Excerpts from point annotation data
■ ■ ■

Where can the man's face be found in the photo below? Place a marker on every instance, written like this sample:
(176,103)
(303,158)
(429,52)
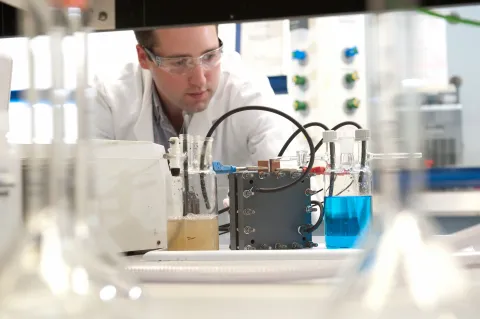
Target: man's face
(188,88)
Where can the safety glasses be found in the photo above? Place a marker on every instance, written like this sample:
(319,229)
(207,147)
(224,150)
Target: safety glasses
(183,65)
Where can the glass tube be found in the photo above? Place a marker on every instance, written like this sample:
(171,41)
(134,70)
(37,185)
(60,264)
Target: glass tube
(198,228)
(403,271)
(58,270)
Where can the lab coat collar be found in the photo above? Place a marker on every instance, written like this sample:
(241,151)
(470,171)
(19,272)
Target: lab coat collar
(143,129)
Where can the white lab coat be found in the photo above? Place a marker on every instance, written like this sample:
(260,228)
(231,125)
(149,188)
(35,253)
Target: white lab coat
(123,111)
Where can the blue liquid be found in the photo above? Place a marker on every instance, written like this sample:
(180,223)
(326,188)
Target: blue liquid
(346,218)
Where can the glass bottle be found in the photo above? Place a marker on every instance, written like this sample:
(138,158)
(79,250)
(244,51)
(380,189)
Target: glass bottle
(58,270)
(402,270)
(197,227)
(347,191)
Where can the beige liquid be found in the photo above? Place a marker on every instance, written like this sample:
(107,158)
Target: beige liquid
(193,233)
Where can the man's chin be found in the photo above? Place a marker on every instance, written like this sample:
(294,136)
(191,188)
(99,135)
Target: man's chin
(198,107)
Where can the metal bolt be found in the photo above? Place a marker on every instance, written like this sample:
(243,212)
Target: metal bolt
(248,230)
(247,193)
(248,212)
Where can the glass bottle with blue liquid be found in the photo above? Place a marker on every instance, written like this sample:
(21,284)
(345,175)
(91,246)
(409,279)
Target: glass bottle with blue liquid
(347,188)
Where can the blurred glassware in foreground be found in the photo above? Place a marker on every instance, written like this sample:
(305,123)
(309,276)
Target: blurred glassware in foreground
(63,267)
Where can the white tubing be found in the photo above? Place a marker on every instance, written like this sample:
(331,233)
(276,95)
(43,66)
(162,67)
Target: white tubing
(465,238)
(260,271)
(251,272)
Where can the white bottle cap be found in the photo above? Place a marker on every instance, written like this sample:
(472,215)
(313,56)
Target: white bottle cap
(329,136)
(362,135)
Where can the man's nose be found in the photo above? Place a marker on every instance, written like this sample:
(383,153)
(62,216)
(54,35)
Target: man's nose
(197,76)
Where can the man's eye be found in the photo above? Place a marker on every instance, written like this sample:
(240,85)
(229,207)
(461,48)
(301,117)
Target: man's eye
(181,62)
(209,56)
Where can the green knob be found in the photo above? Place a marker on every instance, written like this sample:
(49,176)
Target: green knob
(351,77)
(353,103)
(299,80)
(300,106)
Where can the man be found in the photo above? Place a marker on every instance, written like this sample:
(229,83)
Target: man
(185,71)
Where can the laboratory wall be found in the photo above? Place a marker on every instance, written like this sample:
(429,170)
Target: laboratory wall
(463,50)
(329,84)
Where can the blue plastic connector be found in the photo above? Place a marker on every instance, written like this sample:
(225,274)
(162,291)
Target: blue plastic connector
(219,168)
(299,55)
(351,52)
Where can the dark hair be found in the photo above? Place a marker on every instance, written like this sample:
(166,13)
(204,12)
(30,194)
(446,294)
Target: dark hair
(146,38)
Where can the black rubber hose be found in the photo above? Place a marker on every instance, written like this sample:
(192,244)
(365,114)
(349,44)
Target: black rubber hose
(290,139)
(314,227)
(266,109)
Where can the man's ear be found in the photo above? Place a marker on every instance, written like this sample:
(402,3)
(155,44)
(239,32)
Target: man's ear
(142,57)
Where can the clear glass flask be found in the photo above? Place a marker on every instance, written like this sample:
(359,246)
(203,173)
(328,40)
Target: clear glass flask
(347,190)
(58,270)
(403,270)
(197,227)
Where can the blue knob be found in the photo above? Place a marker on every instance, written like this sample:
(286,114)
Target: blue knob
(351,52)
(299,55)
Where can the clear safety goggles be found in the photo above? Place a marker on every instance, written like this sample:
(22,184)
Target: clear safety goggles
(182,65)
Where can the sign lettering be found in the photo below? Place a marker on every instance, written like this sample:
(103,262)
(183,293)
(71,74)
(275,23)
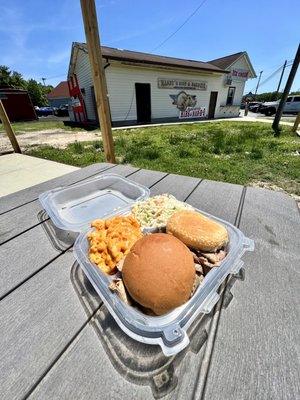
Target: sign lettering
(191,112)
(164,83)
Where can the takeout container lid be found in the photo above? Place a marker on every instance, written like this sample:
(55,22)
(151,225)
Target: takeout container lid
(72,208)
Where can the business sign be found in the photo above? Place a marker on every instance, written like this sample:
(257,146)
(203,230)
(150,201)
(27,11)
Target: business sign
(165,83)
(239,74)
(191,112)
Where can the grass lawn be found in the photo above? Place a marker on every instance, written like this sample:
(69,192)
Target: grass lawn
(236,152)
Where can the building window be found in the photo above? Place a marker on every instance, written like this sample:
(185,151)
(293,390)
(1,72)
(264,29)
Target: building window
(230,96)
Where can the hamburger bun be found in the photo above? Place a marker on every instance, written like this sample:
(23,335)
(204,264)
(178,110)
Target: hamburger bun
(159,272)
(197,231)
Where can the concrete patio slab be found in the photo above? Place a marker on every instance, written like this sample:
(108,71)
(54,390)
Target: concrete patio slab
(18,171)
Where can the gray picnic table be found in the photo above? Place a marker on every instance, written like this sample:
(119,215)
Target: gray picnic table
(58,341)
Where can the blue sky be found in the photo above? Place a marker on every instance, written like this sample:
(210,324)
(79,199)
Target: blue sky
(36,36)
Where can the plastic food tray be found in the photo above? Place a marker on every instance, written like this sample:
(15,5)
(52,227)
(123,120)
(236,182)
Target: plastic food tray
(73,208)
(169,330)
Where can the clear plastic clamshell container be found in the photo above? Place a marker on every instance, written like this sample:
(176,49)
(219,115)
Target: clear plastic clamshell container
(73,208)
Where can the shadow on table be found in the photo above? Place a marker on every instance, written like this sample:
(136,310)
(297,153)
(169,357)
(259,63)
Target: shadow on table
(61,240)
(137,362)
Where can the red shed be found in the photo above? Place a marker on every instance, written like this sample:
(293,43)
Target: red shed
(18,105)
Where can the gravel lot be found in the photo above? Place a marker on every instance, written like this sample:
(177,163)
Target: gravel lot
(53,137)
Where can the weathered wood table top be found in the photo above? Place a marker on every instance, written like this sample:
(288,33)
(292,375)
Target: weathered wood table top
(58,341)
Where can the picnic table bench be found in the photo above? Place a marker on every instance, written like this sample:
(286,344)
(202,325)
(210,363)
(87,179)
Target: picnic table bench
(58,341)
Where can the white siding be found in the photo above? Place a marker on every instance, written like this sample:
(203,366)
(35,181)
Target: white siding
(121,88)
(121,81)
(85,80)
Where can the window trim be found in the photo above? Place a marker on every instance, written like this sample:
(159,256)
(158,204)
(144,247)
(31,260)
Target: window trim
(228,102)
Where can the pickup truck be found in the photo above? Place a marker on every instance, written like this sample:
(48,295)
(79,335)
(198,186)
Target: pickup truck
(292,106)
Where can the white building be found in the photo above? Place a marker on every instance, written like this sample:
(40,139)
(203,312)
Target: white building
(145,88)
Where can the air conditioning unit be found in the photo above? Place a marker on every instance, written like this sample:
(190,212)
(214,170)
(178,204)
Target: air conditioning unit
(227,81)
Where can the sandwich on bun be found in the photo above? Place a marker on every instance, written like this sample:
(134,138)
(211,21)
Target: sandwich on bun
(197,231)
(159,273)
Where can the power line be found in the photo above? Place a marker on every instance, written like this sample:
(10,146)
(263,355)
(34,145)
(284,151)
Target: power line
(274,74)
(181,26)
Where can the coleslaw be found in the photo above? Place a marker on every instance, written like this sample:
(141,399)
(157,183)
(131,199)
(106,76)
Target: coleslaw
(155,211)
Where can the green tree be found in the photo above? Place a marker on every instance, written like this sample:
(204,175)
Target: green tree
(36,93)
(12,79)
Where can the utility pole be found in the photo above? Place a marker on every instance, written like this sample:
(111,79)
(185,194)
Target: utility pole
(8,127)
(95,56)
(286,90)
(281,76)
(258,82)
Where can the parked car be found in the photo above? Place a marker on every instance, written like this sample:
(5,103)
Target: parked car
(254,106)
(44,111)
(62,111)
(292,106)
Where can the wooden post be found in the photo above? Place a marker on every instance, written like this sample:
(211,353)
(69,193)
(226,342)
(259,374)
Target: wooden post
(9,129)
(286,91)
(297,122)
(95,55)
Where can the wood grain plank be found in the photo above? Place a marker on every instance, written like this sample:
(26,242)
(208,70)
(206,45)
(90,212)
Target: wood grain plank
(147,178)
(98,371)
(24,256)
(258,338)
(43,243)
(85,372)
(20,219)
(37,323)
(17,199)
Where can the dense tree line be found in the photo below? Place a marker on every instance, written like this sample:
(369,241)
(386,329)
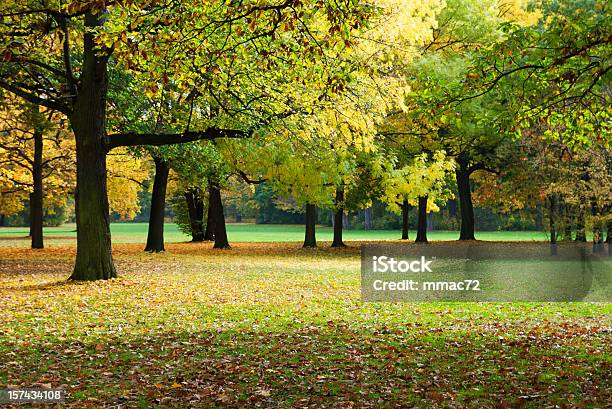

■ ■ ■

» **Given request**
Pull out every line in the items above that contains the string "coat", matching case exactly.

» **Written response**
Where can the lab coat collar be found in the photo above? Place a marker on every instance, written like this sample:
Target: lab coat collar
Where can the white lab coat be found in the photo above? Place a marker on every instance, written like this sample:
Target: white lab coat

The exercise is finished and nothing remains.